### CHALLENGES
[a] Reproduce word for word the stretch of the article on South Africa's 2016 from "Politics, South Africa" through "By MARIANNE THAMM.".
[b] In the article on South Africa's 2016, which former members of the SARS executive are named as having paid a high price for sticking to principle?

** Start ARTICLE **

South Africa

Politics, South Africa

2016: Back from the brink – The Year of Living with Clarity

2016: Back from the brink – The Year of Living with Clarity

It began early, with Nenegate in December 2015, and ended with the bright light of accountability being shone on the depth of the Capture of the State, including at the SABC. And while 2016 might rightly be regarded as THE most horribilis of all anni both internationally and locally, the upside is the underlying malevolent matrix of power that seeks to undermine South Africa’s democracy has been exposed. Lines have been drawn, sides have been chosen, the protagonists unmasked; now Everybody Knows. 2017 and beyond is bound to see the final battle for the soul of the ruling party and the principles of constitutional democracy. By MARIANNE THAMM.

There is a common perception that during a near-death episode, the life of the dying individual plays out before them as they hurtle towards oblivion; 2016 was the year South Africa experienced yet another such near-death experience – and we have had many “five minutes to midnight moments” in our recent history, the most notable being the slaying of the dragon that was apartheid.

But in 2016, this year of clarity, and thanks in no small amount to the determined and blatant throttling of the lifeblood of democracy by President Jacob Zuma and his squadron of Praetorian guards, South African citizens were offered life support through the country’s courts, the relentless efforts of opposition parties, brave whistle-blowers, civil society, gatvol members of the ANC itself, the media and – most important – through the ballot box.

The responses by members of Parliament’s multiparty ad hoc committee of inquiry into the SABC during the closing days of 2016 and which has revealed the depth and extent of state capture, are perhaps an apt metaphor for many who have been living in a state of denial for so long.

How did we get here?” “How did we allow this” “Who is behind this all?”.

This is more or less what MPs keep asking after sitting through a deluge of shocking and outrageous accounts of how Hlaudi Motsoeneng came to be a law unto himself, and how most stood by and watched the horror show or aided and abetted it.

Many South Africans had been shooting flares into the body politic for some time, warning that honorary pastor, President Jacob Zuma, is administering the last rites over the country’s constitutional democracy.

But there have been many guardian angels – a fair amount who have been punished, excommunicated, exiled and left unemployed. In this squadron we count former members of the SARS executive including Ivan Pillay, Johann van Loggerenberg, Adrian Lackay, and others who paid a high price sticking to principle in the face of a shock and awe campaign.

There are many others, and we name here only a few, including the Helen Suzman Foundation and Freedom Under Law – who both brought important court cases challenging the abuse of power this year, CASAC, Corruption Watch, Section 27, Accountability Now, the Black Sash, R2K, the Save the SABC campaign and notably the Save South Africa Campaign which began mobilising en masse after the release of the State of Capture report and the Zuma government’s attempts at stifling it.

** End ARTICLE **
** Start RECORDS **

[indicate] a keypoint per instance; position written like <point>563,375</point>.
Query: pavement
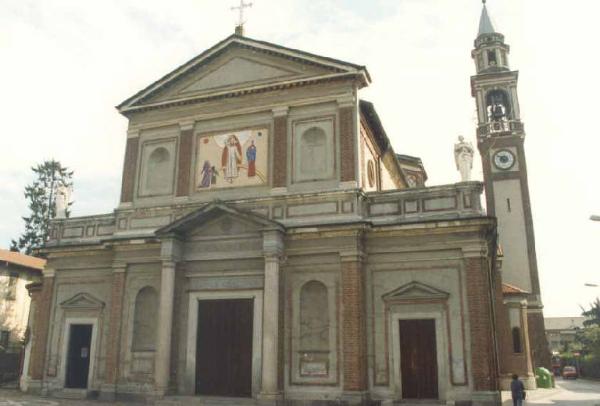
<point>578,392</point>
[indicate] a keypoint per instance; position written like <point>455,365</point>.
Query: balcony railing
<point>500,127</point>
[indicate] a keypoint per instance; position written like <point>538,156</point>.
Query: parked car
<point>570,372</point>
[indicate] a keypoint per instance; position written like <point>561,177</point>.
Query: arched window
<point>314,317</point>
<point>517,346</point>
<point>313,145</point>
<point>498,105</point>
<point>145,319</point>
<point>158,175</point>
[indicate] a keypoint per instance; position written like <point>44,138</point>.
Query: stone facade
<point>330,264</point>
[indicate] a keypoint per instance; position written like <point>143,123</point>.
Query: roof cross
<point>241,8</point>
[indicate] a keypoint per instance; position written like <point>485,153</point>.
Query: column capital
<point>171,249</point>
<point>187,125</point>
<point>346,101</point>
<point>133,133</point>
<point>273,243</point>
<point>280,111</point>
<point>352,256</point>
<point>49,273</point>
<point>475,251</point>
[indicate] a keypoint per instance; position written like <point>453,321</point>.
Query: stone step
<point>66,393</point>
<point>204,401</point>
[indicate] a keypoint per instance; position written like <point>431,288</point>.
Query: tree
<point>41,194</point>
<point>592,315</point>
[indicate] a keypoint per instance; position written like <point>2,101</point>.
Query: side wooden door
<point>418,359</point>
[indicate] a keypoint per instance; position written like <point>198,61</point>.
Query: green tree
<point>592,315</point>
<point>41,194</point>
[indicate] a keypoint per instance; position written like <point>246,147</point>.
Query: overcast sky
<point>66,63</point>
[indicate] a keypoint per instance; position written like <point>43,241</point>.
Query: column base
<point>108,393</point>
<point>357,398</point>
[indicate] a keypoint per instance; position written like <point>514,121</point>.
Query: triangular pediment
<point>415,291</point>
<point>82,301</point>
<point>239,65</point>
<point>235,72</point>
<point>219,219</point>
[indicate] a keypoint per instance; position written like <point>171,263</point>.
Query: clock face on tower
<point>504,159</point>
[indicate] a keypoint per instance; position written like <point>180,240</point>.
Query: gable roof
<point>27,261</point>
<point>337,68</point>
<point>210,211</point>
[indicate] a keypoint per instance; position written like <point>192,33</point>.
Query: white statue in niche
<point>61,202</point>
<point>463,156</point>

** End RECORDS **
** Start RECORDS **

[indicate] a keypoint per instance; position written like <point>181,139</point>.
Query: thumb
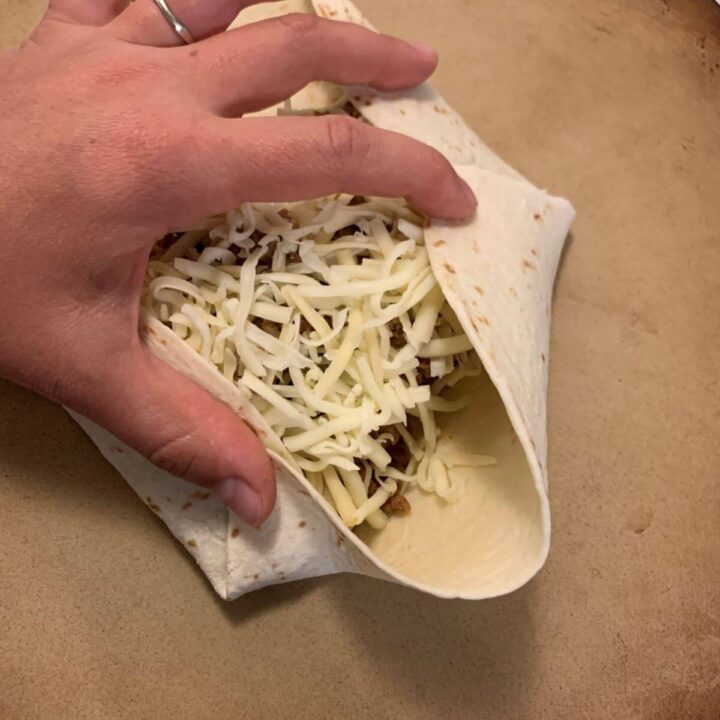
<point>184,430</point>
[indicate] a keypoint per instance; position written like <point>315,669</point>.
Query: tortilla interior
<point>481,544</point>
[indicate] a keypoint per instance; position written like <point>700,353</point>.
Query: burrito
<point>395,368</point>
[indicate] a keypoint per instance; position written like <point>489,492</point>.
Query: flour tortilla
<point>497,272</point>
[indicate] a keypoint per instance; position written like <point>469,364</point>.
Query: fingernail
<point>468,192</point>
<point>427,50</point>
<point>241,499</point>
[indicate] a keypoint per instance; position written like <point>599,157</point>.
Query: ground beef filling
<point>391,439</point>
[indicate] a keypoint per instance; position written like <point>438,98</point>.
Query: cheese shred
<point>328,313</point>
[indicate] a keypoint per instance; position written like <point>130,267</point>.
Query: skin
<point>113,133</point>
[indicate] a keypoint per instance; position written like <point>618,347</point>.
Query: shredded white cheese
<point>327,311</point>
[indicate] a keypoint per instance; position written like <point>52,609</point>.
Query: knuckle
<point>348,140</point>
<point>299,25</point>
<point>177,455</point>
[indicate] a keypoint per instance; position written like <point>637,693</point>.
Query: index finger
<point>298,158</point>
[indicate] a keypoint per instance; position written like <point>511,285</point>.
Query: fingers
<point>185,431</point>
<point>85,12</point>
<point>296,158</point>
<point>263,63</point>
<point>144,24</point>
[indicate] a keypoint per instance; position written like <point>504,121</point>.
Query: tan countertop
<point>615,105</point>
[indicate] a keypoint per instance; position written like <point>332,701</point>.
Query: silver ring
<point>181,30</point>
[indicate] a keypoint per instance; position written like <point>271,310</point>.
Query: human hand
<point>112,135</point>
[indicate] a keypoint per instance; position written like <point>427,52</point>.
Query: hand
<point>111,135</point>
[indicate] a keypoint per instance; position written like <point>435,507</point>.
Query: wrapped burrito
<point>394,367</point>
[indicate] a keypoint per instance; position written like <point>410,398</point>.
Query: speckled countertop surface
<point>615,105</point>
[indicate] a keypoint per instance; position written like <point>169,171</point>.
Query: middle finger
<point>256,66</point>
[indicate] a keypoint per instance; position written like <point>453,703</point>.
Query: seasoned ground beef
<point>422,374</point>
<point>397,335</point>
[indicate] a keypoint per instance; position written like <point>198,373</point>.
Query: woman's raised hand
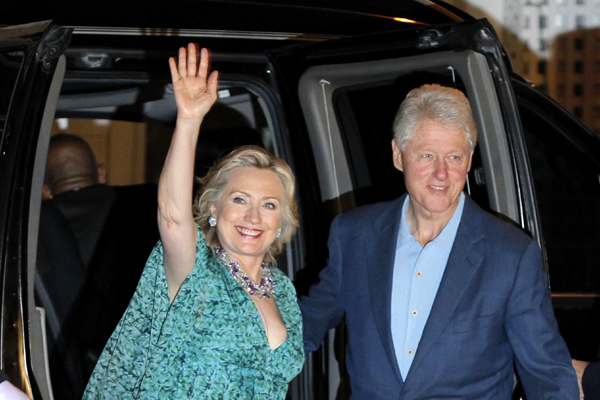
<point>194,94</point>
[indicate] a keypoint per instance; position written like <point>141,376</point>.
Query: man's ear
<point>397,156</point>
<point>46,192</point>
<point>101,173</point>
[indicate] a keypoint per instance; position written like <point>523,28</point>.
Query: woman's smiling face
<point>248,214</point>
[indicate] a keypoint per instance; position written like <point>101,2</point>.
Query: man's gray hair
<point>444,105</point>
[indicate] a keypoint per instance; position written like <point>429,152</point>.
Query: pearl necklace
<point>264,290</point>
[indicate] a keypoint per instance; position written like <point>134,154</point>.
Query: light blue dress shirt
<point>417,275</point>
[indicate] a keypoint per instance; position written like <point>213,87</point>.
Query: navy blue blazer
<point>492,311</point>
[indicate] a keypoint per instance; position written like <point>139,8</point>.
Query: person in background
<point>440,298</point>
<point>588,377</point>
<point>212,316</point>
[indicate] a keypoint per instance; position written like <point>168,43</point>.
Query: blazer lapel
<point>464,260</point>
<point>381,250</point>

** End RECORDS **
** Start RECORDS **

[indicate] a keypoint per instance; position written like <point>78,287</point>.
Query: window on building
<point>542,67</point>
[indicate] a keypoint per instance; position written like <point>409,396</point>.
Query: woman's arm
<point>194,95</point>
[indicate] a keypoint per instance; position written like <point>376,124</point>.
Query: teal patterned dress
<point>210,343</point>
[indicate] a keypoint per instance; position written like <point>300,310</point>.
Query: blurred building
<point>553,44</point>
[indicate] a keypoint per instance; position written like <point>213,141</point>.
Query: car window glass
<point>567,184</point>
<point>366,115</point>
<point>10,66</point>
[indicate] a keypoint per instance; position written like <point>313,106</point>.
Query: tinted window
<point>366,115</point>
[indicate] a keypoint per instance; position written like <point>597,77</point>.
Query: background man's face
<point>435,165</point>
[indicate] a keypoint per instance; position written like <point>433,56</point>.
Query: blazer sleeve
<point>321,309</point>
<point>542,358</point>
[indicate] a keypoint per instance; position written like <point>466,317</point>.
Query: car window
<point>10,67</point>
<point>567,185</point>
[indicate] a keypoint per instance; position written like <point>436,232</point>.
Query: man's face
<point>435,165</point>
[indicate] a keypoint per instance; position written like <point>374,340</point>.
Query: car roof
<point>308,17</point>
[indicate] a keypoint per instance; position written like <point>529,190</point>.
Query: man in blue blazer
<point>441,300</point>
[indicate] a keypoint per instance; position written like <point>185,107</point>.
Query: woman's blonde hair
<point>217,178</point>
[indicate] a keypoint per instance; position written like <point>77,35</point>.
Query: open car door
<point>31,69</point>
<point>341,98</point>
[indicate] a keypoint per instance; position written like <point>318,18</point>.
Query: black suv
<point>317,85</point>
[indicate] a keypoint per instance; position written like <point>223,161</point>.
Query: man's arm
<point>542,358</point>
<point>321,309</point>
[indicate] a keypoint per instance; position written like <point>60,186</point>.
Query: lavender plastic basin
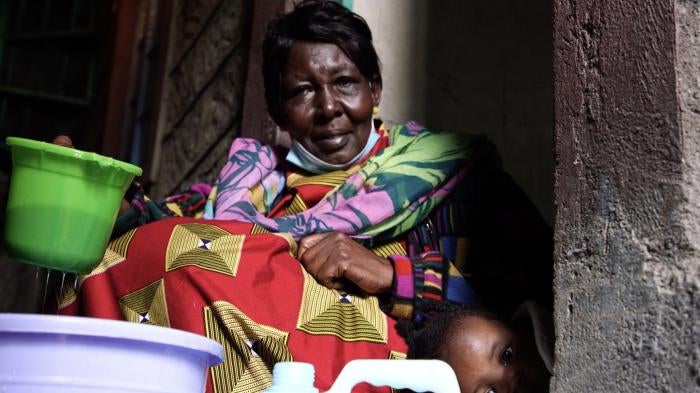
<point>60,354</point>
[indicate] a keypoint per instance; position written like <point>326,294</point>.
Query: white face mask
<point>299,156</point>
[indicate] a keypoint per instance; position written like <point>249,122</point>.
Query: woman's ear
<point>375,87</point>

** End RECORDS **

### RESULTS FOR THE EXERCISE
[a]
Politics, South Africa

2016: Back from the brink – The Year of Living with Clarity

2016: Back from the brink – The Year of Living with Clarity

It began early, with Nenegate in December 2015, and ended with the bright light of accountability being shone on the depth of the Capture of the State, including at the SABC. And while 2016 might rightly be regarded as THE most horribilis of all anni both internationally and locally, the upside is the underlying malevolent matrix of power that seeks to undermine South Africa’s democracy has been exposed. Lines have been drawn, sides have been chosen, the protagonists unmasked; now Everybody Knows. 2017 and beyond is bound to see the final battle for the soul of the ruling party and the principles of constitutional democracy. By MARIANNE THAMM.

[b] Ivan Pillay, Johann van Loggerenberg and Adrian Lackay.